Location identification items
• • •

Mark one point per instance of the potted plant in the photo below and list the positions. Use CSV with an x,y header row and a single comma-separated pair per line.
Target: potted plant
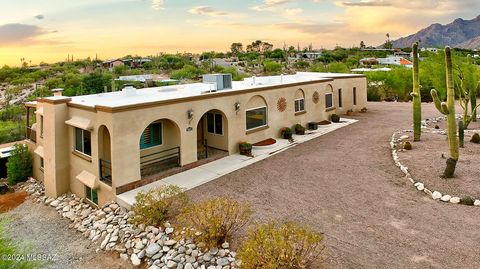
x,y
313,125
299,129
334,118
286,133
245,148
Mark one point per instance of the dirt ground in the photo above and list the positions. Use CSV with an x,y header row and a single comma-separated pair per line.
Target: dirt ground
x,y
43,230
426,165
345,185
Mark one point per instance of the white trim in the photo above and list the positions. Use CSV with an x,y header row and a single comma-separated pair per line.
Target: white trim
x,y
83,144
214,128
294,105
333,101
266,115
161,134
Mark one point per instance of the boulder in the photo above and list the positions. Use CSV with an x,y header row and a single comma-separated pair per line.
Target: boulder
x,y
152,249
436,195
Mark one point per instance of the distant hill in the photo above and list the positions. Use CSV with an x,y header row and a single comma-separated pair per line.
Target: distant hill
x,y
460,33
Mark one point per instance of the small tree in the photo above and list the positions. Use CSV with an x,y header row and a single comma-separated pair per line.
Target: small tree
x,y
285,245
157,205
216,220
19,165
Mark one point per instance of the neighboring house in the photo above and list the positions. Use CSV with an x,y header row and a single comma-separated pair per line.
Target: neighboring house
x,y
98,146
395,60
110,64
311,55
368,61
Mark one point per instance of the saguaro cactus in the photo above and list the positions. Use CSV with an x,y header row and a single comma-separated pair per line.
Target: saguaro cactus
x,y
448,109
417,100
461,133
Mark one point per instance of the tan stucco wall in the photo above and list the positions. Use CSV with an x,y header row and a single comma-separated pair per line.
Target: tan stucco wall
x,y
126,127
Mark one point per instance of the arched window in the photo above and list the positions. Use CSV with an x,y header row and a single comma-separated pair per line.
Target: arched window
x,y
299,102
256,113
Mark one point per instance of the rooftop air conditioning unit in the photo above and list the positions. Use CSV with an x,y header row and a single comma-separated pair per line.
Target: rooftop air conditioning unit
x,y
220,81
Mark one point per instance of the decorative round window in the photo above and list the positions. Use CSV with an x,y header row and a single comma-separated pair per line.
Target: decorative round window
x,y
282,104
316,97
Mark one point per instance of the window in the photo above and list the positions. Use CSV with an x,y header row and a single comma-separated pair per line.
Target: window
x,y
256,117
92,195
83,141
328,100
300,105
215,123
41,126
152,136
354,96
339,97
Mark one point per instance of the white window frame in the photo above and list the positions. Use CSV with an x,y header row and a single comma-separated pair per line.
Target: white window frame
x,y
295,105
333,101
266,116
83,144
214,125
161,134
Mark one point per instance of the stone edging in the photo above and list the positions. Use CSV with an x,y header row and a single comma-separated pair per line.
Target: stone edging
x,y
110,228
420,186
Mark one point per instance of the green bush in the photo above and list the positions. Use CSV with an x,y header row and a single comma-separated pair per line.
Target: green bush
x,y
9,248
285,245
335,118
213,222
155,206
19,165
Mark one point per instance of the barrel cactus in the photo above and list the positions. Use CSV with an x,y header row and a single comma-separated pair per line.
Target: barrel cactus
x,y
448,109
417,100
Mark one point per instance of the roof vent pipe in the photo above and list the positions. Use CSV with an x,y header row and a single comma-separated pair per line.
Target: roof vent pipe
x,y
57,92
129,91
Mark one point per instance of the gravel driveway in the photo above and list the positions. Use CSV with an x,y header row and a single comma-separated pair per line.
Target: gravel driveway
x,y
47,233
346,185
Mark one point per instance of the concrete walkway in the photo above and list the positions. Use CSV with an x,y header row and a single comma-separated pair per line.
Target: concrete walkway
x,y
202,174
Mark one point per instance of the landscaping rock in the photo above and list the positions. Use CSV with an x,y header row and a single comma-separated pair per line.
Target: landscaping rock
x,y
446,198
152,249
455,200
135,260
436,195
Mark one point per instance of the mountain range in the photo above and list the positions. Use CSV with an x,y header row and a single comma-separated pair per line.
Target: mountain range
x,y
459,33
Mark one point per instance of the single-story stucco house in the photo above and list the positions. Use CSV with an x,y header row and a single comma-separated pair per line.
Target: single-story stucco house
x,y
98,146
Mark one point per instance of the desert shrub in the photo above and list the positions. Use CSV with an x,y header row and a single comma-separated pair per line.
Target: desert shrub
x,y
467,200
214,221
475,138
285,245
157,205
19,165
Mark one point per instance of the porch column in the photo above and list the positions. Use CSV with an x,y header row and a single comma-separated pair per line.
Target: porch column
x,y
56,146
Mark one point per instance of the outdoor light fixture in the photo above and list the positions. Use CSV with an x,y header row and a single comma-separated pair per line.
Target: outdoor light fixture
x,y
237,106
190,114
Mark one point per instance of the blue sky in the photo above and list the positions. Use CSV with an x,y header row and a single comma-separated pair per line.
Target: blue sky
x,y
49,30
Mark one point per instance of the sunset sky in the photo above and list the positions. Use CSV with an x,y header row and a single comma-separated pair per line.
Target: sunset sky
x,y
49,30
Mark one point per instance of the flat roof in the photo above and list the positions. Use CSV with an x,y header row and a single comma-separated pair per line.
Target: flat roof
x,y
164,93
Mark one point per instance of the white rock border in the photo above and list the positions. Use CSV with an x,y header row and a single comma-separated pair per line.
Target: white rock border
x,y
110,228
420,186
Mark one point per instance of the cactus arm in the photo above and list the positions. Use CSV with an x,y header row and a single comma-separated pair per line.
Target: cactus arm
x,y
416,95
452,124
437,102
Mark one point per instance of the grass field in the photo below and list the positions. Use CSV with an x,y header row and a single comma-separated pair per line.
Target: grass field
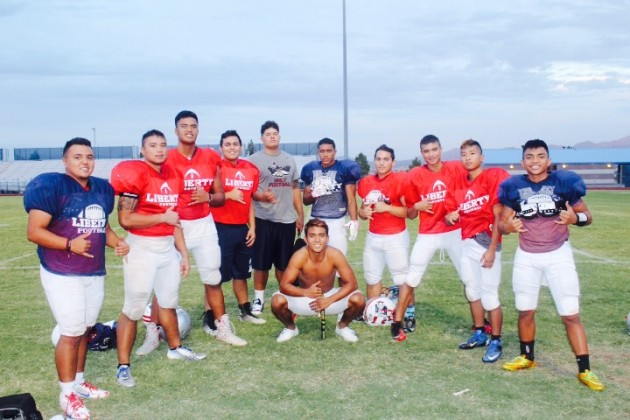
x,y
374,378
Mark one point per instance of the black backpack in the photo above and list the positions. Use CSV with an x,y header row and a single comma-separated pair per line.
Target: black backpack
x,y
20,406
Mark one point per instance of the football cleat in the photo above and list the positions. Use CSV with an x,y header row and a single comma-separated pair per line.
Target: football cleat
x,y
246,315
287,334
89,391
409,324
591,380
519,363
208,325
73,407
397,332
347,334
494,351
184,353
477,339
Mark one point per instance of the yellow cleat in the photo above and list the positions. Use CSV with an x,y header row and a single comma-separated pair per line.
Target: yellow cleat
x,y
519,363
591,380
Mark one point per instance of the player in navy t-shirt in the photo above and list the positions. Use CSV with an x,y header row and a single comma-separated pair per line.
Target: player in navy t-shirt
x,y
67,219
330,187
540,206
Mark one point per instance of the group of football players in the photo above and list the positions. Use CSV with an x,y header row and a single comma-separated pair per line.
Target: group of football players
x,y
227,211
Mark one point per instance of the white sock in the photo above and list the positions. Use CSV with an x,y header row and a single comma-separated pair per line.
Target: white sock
x,y
79,378
259,294
152,330
66,388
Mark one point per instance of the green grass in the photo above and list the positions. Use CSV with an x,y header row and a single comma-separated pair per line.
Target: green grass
x,y
375,378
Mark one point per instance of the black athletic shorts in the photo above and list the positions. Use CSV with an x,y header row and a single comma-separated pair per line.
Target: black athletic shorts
x,y
274,245
235,255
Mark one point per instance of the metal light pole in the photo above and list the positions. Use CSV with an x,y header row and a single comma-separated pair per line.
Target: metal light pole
x,y
345,88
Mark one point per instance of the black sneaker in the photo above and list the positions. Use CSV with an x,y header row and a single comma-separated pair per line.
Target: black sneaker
x,y
397,332
246,315
409,324
209,326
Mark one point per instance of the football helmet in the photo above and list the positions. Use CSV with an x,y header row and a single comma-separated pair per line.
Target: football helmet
x,y
379,311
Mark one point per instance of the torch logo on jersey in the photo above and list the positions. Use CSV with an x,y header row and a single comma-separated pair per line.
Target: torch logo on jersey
x,y
325,184
472,203
192,180
438,194
166,198
239,182
374,197
91,220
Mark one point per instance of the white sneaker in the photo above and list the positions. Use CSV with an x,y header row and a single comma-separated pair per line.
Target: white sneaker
x,y
347,334
184,353
252,319
257,306
225,333
287,334
151,341
89,391
124,377
73,407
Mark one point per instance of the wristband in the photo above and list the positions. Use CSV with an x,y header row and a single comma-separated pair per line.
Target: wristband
x,y
582,219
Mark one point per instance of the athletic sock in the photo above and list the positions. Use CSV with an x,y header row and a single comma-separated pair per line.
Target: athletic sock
x,y
259,294
66,387
584,362
527,349
79,378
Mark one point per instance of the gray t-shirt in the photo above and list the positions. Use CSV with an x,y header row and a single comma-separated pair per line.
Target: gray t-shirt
x,y
277,172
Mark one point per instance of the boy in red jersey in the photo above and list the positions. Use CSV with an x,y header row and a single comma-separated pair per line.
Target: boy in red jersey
x,y
476,206
425,193
236,222
149,195
387,241
201,189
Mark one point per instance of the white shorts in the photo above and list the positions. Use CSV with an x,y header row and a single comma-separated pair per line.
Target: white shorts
x,y
299,305
202,242
75,301
425,247
337,234
391,250
557,268
481,283
152,264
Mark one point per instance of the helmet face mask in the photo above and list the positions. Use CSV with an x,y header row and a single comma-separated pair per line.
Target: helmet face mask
x,y
379,311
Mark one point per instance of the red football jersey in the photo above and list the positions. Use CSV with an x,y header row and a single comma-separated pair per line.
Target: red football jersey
x,y
389,189
198,171
475,201
156,192
244,176
423,183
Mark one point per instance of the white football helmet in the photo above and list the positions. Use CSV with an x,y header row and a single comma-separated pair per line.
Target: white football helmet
x,y
379,311
184,322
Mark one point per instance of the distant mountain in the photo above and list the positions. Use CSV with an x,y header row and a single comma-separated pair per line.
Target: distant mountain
x,y
623,142
453,154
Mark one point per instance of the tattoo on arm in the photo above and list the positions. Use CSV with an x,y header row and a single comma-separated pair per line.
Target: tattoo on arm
x,y
127,202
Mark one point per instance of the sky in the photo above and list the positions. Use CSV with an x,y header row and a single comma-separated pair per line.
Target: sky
x,y
498,72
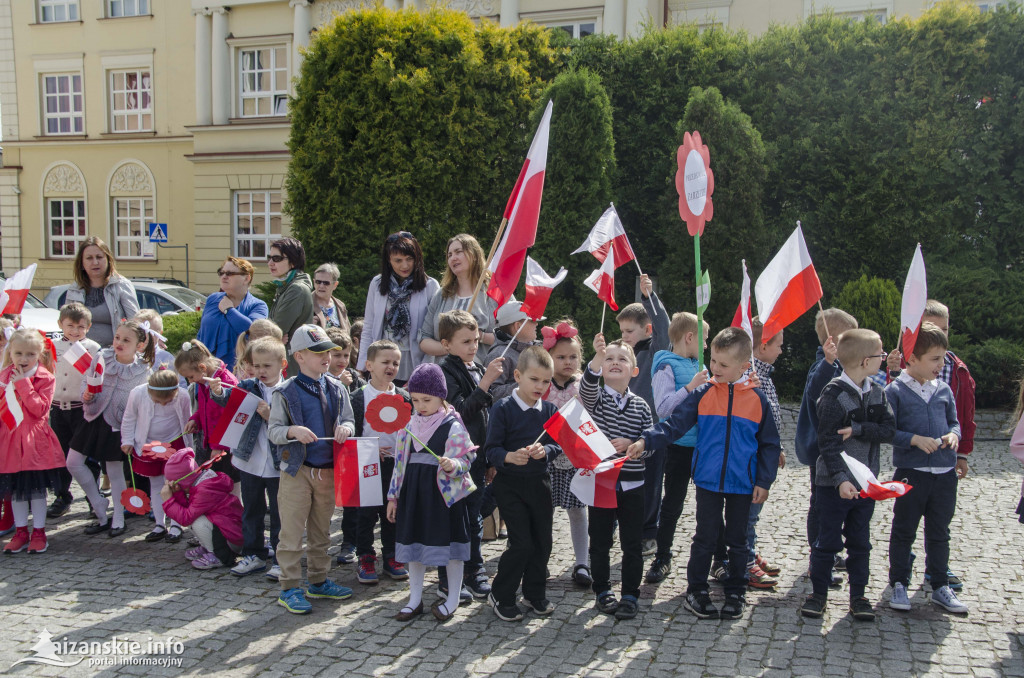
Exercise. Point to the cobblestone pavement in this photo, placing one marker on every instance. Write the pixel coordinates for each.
(94, 588)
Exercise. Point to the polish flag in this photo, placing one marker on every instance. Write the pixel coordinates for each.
(606, 235)
(579, 436)
(788, 286)
(869, 485)
(15, 290)
(521, 212)
(597, 489)
(79, 356)
(238, 413)
(914, 299)
(539, 289)
(357, 473)
(742, 316)
(10, 409)
(602, 281)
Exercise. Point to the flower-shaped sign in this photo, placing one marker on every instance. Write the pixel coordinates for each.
(694, 183)
(135, 501)
(388, 413)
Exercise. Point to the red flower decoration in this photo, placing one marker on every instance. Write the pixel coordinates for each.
(388, 413)
(694, 183)
(135, 501)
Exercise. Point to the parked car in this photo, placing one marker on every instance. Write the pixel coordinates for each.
(165, 299)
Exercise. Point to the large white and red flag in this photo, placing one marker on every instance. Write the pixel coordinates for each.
(787, 287)
(357, 473)
(597, 489)
(914, 300)
(870, 488)
(606, 235)
(10, 409)
(238, 413)
(522, 212)
(79, 356)
(15, 290)
(581, 439)
(539, 289)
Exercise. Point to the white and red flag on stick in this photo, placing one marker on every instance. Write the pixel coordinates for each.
(539, 289)
(238, 413)
(914, 300)
(522, 212)
(357, 473)
(787, 287)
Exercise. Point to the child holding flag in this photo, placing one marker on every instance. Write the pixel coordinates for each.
(623, 417)
(424, 498)
(306, 412)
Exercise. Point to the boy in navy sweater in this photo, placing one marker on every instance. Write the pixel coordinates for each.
(519, 449)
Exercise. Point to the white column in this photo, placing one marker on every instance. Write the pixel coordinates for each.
(302, 24)
(221, 68)
(203, 73)
(614, 18)
(510, 12)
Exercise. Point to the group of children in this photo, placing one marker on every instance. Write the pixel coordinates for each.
(476, 439)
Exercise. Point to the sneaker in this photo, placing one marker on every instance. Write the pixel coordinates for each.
(37, 544)
(329, 589)
(606, 602)
(659, 569)
(395, 569)
(945, 598)
(19, 542)
(861, 609)
(814, 606)
(732, 608)
(294, 600)
(207, 561)
(368, 569)
(248, 565)
(628, 608)
(505, 612)
(757, 579)
(770, 568)
(346, 555)
(899, 598)
(542, 606)
(699, 603)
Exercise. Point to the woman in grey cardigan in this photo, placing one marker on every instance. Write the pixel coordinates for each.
(109, 296)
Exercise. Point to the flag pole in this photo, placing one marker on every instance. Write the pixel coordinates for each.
(491, 255)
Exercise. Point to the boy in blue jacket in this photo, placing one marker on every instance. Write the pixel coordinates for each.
(734, 464)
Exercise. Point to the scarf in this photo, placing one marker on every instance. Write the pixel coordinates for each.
(397, 319)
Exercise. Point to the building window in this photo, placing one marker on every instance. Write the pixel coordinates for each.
(263, 81)
(131, 227)
(131, 100)
(128, 8)
(257, 222)
(57, 10)
(67, 225)
(62, 104)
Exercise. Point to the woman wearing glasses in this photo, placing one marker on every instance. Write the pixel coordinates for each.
(396, 302)
(229, 312)
(293, 303)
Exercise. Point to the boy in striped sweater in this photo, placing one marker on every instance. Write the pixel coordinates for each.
(623, 417)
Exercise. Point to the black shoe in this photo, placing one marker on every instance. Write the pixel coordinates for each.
(699, 603)
(862, 609)
(58, 507)
(814, 606)
(732, 608)
(659, 568)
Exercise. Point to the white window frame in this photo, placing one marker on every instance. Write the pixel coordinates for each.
(70, 8)
(267, 215)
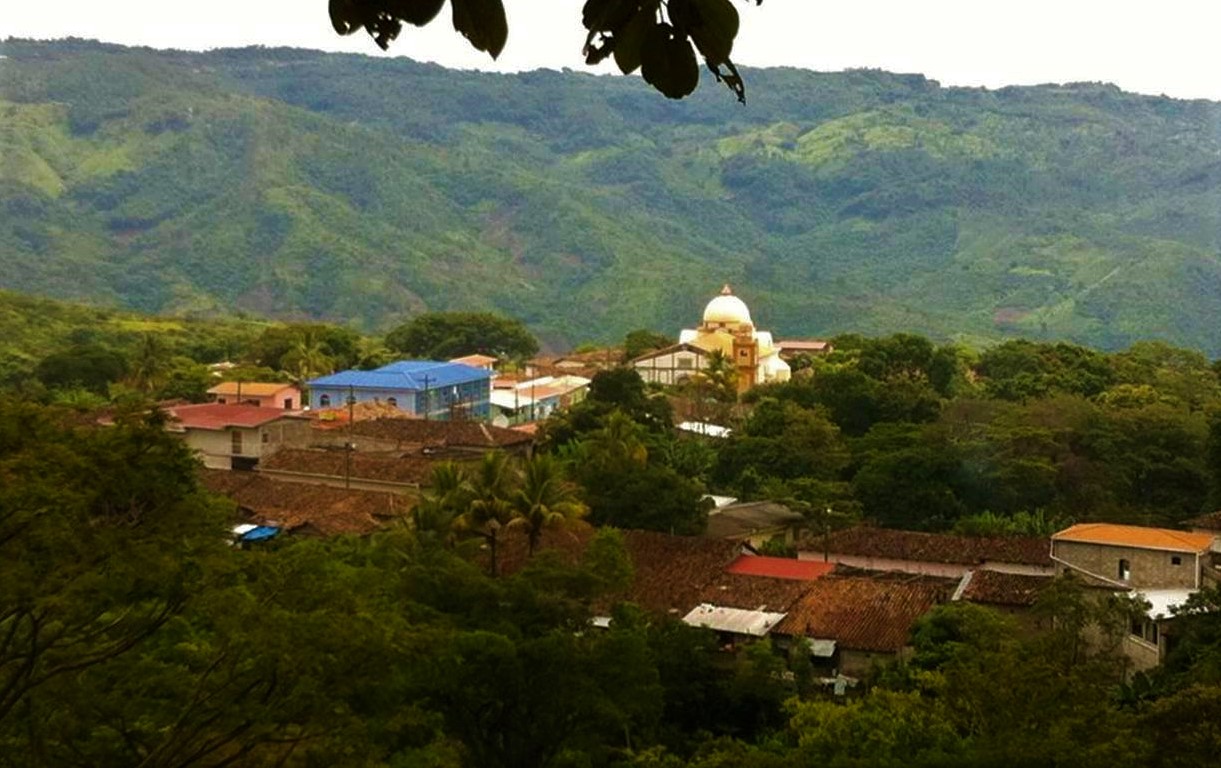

• • •

TASK STATEMENT: Write out the items above word for word, starting at the line that contains "Exercise. Point to the white window" and going through the end of the items. Leave the pictures out.

EXERCISE SOLUTION:
Exercise. Point to the white window frame in this photo, placing one marker on every instance. Write the pixel coordinates for each.
(70, 8)
(267, 215)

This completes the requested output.